◆ Required action
The answer must be the complete listing, reproduced exactly.

<<<<

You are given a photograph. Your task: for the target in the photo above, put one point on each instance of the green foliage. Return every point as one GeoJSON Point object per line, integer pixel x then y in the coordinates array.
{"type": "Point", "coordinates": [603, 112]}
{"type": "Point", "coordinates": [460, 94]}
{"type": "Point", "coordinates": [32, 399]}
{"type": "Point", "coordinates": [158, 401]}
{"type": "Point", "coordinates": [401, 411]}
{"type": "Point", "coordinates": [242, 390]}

>>>>

◆ The answer
You are given a photograph. Your task: for the target in the photo above, put one point on each instance of the green foliage. Return every point as one GeoJSON Point object per line, integer pixel x then y in the coordinates array.
{"type": "Point", "coordinates": [603, 112]}
{"type": "Point", "coordinates": [460, 94]}
{"type": "Point", "coordinates": [32, 399]}
{"type": "Point", "coordinates": [158, 401]}
{"type": "Point", "coordinates": [401, 411]}
{"type": "Point", "coordinates": [242, 390]}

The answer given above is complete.